- [Stated task] Scale the material starting at the line that contains "Exercise. Point out the thick" and ending at the line that contains "Exercise. Point out the forest floor", and give only those lines, requests included. Multiply every point coordinate in the answers by 0.4 and round to whole numbers, with halves rounding up.

[BEGIN]

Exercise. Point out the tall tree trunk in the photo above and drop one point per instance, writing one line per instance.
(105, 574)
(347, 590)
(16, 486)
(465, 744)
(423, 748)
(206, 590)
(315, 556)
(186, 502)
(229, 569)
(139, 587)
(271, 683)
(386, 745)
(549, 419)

[END]
[BEGIN]

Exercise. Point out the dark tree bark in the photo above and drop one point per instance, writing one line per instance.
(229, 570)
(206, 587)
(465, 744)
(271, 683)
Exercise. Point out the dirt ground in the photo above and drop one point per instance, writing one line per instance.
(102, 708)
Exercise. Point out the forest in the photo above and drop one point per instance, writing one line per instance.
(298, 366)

[END]
[BEGIN]

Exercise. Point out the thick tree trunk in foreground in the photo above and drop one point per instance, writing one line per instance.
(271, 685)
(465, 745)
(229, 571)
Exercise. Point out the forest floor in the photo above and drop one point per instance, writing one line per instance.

[END]

- [Response for this exercise]
Exercise. Point out the thick tree trunk in foreground in the photo above and drop one point per instance, writing one line per instance.
(108, 274)
(186, 298)
(92, 228)
Exercise. Point out the forest floor in the photo above and drop one point per instance, writing one line per instance.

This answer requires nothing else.